● Exercises
A. Please repeat the stretch of the post on perfectionism from "Welcome to another" through "helpful and harmful." word for word.
B. In the post on perfectionism, what is the name of Ali Stegart's blog?

● Text under study
☆ ☆ ☆ ☆ ☆
Welcome to another instalment of my (hopefully) weekly posts on the things that came through my inbox that resonated with me this week. (Week 1’s introduction post is here.)
First up this week is an old post that I had saved from Ali Stegart’s blog Alphabet Soup and somehow stumbled on again this week. It’s in my extensive email library*, which as we learned last week, is something I never look at so I’m not sure how I found it again.
Ali’s post complements what I was reading about perfectionism last week and echoes the direction my own thoughts have been going. Ali refers to “toxic perfectionism” and says
. . . perfectionism, like most traits, has pros and cons, a light side and a dark side. It can be helpful and harmful.
Perfectionism may well be the superpower that got you where you are. Be proud of your commitment to excellence. The world needs your people of your calibre and standards. However, high achievers and perfectionists are not the same. The former strives for real excellence, as in a personal best, or the best on the day; the latter pushes for an ideal, unattainable perfection. To the perfectionist, ‘almost perfect’ is the same as failure.
Ali says we should “strive for excellence, but make GROWTH [our] aim”.
I agree and think there is a whole world of difference between excellence and perfection, which is unattainable. Photographer David duChemin refers to perfection as
the bastard love child of a protestant work ethic and the fact that we celebrate the work of artistic genius but never acknowledge the process responsible for that work. We are told, if not by others then frequently by ourselves, “Unless we can create that brilliant thing, and unless we can make it perfect, don’t bother.” And we forget that any good thing is almost always a result of a long, slow refinement of something that almost always starts ugly.
I think some of my quest from perfectionism comes from comparing my work to that work of the artistic genius David refers to. I will compare my beginner level work to that of someone who has been working for many years and feel bad because mine isn’t as good, so I give up instead of striving to make my work better.
☆ ☆ ☆ ☆ ☆
● Excerpted data
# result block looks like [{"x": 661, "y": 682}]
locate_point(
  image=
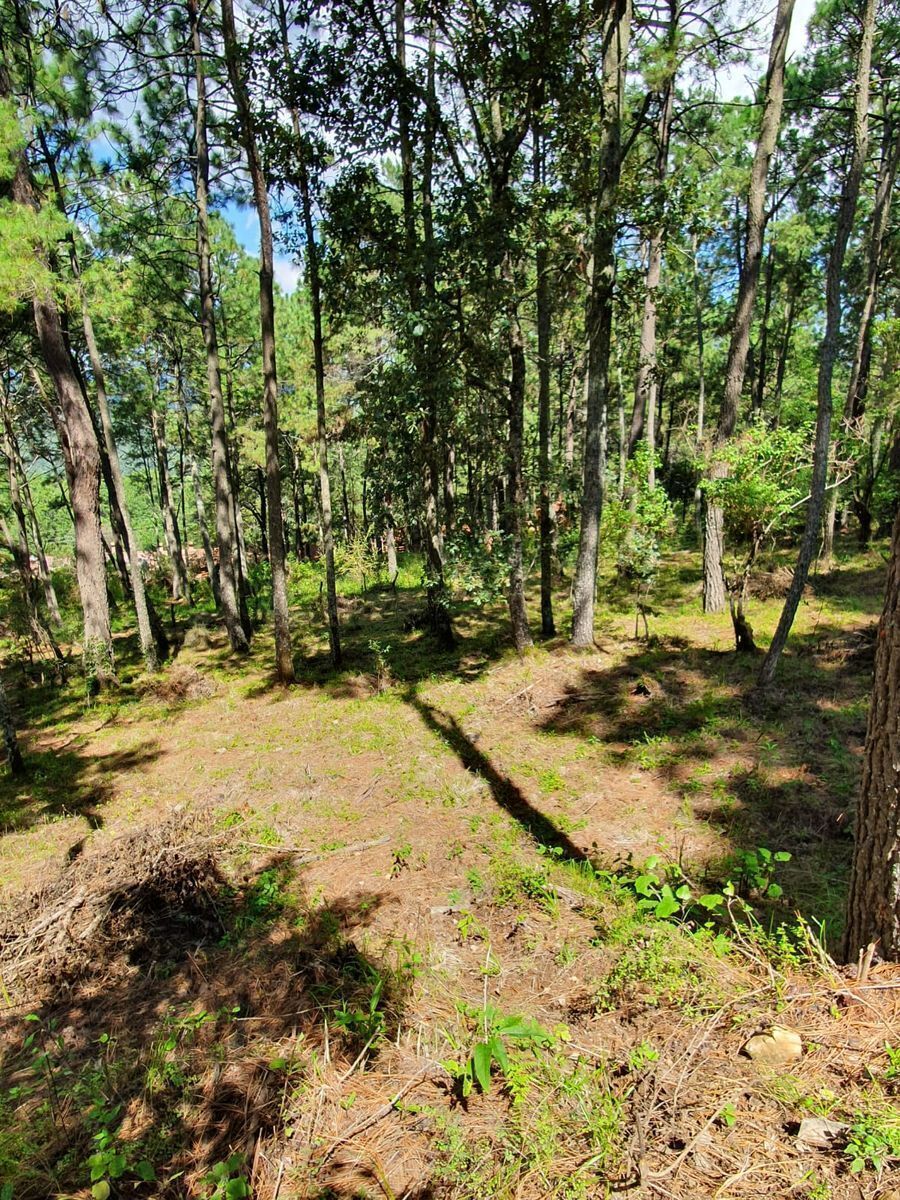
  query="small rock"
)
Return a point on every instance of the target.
[
  {"x": 774, "y": 1047},
  {"x": 820, "y": 1133}
]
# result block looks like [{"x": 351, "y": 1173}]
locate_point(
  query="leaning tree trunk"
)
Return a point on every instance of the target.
[
  {"x": 283, "y": 653},
  {"x": 198, "y": 503},
  {"x": 7, "y": 730},
  {"x": 828, "y": 351},
  {"x": 739, "y": 345},
  {"x": 227, "y": 597},
  {"x": 318, "y": 349},
  {"x": 515, "y": 499},
  {"x": 21, "y": 495},
  {"x": 645, "y": 412},
  {"x": 543, "y": 300},
  {"x": 600, "y": 312},
  {"x": 858, "y": 383},
  {"x": 149, "y": 646},
  {"x": 874, "y": 901},
  {"x": 82, "y": 459},
  {"x": 169, "y": 519},
  {"x": 318, "y": 346}
]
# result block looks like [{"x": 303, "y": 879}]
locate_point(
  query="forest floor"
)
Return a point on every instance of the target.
[{"x": 391, "y": 933}]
☆ ☆ ☆ ☆ ☆
● Completed exercise
A.
Welcome to another instalment of my (hopefully) weekly posts on the things that came through my inbox that resonated with me this week. (Week 1’s introduction post is here.)
First up this week is an old post that I had saved from Ali Stegart’s blog Alphabet Soup and somehow stumbled on again this week. It’s in my extensive email library*, which as we learned last week, is something I never look at so I’m not sure how I found it again.
Ali’s post complements what I was reading about perfectionism last week and echoes the direction my own thoughts have been going. Ali refers to “toxic perfectionism” and says
. . . perfectionism, like most traits, has pros and cons, a light side and a dark side. It can be helpful and harmful.

B. Alphabet Soup